[Exercise requirements] Your output should reproduce each entry exactly, with none of its pictures.

(Stored data entries)
===
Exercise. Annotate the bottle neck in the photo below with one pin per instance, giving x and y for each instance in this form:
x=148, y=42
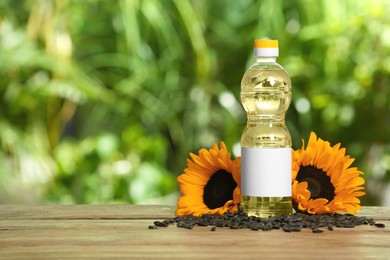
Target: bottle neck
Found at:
x=254, y=119
x=265, y=59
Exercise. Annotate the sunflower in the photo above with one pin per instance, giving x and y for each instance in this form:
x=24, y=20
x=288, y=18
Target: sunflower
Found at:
x=323, y=181
x=210, y=183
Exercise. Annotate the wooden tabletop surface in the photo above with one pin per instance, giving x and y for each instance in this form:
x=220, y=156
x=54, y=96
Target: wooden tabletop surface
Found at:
x=121, y=231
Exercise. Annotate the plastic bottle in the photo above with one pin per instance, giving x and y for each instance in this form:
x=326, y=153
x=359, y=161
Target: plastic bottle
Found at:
x=266, y=142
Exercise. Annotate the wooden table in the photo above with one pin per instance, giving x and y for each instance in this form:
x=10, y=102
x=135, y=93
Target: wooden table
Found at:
x=121, y=231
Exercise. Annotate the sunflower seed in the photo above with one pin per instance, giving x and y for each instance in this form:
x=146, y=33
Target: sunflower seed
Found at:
===
[Written response]
Exercise. Annotate the bottle neck in the photo below with one pin per instance, giving x and y for each instance in this form:
x=148, y=42
Target: bottle neck
Found at:
x=254, y=119
x=265, y=59
Exercise. Annotate the sunflower in the photo above with one pin per instance, giving x and y for each instance in this form:
x=24, y=20
x=288, y=18
Target: sunflower
Found at:
x=323, y=181
x=210, y=183
Exercise. Annotate the wooden tabletop surface in the photo above with one pin per instance, giving x and y for each instance in this form:
x=220, y=156
x=54, y=96
Target: wooden tabletop surface
Found at:
x=121, y=231
Exercise. Annotate the plastic bottle in the photo above with one pin per instance, giving x and y for each instance in this form:
x=326, y=153
x=359, y=161
Target: plastic bottle
Found at:
x=266, y=142
Exercise. Annotate the wooden table in the photo above with one pin per instance, giving x and y for each instance in this form:
x=10, y=102
x=135, y=93
Target: wooden table
Found at:
x=121, y=231
Exercise. Annotate the sunflower seed in the photo above with one pin per instance, giving x and y for each instance in this form:
x=146, y=33
Target: sunflower seed
Found at:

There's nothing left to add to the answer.